Material for the task:
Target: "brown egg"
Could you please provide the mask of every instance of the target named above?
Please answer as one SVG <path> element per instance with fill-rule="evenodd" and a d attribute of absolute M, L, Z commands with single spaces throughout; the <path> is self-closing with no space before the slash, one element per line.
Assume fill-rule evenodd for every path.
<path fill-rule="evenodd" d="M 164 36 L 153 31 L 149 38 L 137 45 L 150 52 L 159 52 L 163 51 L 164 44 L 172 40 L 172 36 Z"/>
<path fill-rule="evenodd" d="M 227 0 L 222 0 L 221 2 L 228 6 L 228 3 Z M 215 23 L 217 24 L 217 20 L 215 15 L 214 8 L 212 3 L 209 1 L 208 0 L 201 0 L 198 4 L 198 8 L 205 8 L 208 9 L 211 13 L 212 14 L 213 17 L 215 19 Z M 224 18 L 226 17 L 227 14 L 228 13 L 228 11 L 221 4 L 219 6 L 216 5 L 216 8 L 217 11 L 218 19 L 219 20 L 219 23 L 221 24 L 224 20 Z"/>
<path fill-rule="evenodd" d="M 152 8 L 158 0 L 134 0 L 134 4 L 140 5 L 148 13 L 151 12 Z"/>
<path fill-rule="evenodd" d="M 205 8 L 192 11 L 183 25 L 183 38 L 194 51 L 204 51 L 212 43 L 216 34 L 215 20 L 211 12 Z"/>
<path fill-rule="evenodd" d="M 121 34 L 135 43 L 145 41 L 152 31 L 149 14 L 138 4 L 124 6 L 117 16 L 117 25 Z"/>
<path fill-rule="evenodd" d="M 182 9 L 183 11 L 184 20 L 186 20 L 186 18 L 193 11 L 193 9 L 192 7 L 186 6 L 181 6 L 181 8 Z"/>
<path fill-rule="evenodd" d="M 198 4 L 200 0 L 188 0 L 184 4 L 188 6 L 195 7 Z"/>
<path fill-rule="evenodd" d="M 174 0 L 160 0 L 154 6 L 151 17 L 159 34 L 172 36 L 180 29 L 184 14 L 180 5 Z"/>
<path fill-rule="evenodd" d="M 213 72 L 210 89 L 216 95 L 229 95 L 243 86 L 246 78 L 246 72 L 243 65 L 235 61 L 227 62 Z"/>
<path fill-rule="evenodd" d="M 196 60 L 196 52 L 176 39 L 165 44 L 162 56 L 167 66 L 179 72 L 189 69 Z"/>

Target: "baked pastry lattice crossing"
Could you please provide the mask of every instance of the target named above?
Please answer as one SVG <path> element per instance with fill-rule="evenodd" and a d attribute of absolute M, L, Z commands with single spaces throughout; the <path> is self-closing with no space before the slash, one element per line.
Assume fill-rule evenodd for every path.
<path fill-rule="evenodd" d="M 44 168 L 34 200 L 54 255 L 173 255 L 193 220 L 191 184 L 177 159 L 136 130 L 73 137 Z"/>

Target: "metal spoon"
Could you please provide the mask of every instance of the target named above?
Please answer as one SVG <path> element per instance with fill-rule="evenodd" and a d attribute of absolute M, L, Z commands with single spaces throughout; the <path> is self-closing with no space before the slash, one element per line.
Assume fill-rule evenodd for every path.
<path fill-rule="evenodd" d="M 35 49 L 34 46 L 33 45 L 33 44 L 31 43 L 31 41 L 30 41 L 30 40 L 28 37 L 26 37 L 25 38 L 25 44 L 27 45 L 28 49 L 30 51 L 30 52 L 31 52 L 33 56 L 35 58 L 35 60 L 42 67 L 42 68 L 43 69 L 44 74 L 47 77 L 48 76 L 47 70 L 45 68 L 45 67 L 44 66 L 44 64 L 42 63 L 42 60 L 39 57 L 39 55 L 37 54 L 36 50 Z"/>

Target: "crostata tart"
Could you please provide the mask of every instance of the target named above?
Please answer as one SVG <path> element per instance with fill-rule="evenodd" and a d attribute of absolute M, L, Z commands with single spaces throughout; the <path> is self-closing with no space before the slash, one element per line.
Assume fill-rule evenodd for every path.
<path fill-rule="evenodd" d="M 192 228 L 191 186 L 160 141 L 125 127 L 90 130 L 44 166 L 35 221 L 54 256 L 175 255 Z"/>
--
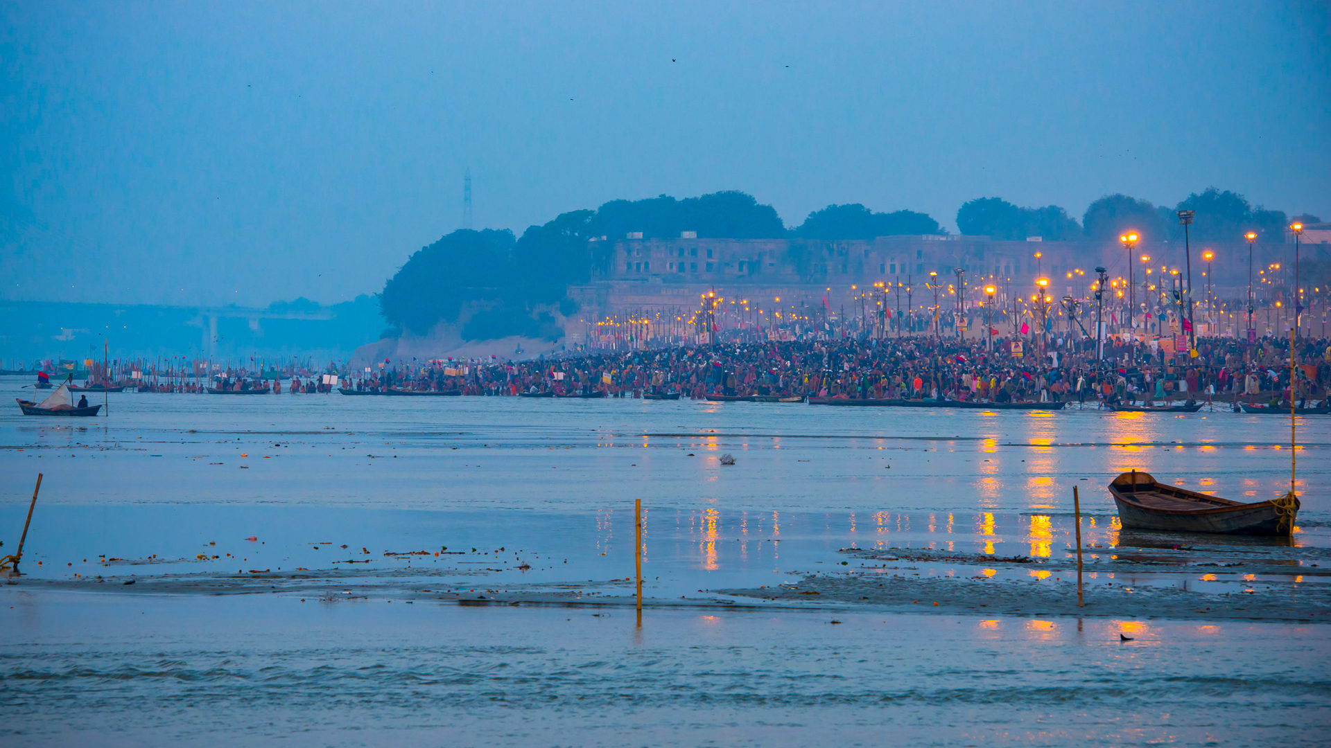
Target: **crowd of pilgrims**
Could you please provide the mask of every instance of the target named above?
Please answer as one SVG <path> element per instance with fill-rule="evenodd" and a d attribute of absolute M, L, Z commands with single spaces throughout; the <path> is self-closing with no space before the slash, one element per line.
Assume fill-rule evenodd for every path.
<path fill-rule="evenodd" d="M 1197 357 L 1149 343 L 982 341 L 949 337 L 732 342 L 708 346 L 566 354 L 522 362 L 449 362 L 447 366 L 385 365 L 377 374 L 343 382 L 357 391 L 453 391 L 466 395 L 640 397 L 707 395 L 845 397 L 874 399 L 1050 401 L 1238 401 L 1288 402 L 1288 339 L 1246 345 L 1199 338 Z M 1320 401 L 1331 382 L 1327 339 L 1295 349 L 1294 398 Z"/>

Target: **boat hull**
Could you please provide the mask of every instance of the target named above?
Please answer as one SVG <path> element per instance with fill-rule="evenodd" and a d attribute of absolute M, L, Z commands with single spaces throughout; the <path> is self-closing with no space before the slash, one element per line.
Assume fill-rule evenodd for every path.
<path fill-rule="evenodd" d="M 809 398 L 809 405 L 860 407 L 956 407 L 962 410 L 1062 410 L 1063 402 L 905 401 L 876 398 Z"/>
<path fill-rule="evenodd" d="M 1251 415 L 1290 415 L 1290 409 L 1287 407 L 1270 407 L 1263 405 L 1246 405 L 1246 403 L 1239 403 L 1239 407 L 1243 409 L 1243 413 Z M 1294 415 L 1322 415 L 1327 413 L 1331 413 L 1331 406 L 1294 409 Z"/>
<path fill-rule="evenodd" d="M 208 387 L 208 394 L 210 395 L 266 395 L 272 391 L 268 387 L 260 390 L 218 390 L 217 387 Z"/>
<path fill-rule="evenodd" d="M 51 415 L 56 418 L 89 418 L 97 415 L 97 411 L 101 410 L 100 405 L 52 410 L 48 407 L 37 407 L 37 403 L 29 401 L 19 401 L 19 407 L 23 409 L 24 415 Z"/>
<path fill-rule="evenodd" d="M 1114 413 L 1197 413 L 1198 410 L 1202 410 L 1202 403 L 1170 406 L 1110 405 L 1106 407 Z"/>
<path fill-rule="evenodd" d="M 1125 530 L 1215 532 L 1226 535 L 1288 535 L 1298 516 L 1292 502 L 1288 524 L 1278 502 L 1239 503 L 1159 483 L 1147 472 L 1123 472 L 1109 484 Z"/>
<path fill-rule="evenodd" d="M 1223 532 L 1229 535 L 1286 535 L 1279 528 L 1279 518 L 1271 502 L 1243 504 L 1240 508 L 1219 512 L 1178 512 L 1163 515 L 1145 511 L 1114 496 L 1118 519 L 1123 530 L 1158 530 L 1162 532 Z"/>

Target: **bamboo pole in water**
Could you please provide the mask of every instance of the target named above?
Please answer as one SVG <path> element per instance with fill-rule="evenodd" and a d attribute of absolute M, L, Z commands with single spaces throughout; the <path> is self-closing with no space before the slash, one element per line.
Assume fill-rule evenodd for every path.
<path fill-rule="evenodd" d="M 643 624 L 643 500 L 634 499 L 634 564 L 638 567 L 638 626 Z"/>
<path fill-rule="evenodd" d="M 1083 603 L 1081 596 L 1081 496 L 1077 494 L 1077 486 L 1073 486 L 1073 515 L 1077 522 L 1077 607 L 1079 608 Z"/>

Exercise objective: Reproduce the lines above without any change. Start at the line that contains "Target: **bamboo pole in water**" and stop after the line that contains "1083 603 L 1081".

Answer to the problem:
Target: **bamboo pole in water**
Could you please provide the mask of every instance of the target named above?
Please answer as one SVG <path> element per instance with fill-rule="evenodd" and a d attribute of absolute M, L, Z commands with single spaces throughout; the <path> is self-closing with no space before the slash, one element per line.
Assume fill-rule evenodd for every path.
<path fill-rule="evenodd" d="M 643 624 L 643 500 L 634 499 L 634 564 L 638 567 L 638 626 Z"/>
<path fill-rule="evenodd" d="M 1083 603 L 1081 596 L 1081 496 L 1077 494 L 1077 486 L 1073 486 L 1073 515 L 1077 522 L 1077 607 L 1079 608 Z"/>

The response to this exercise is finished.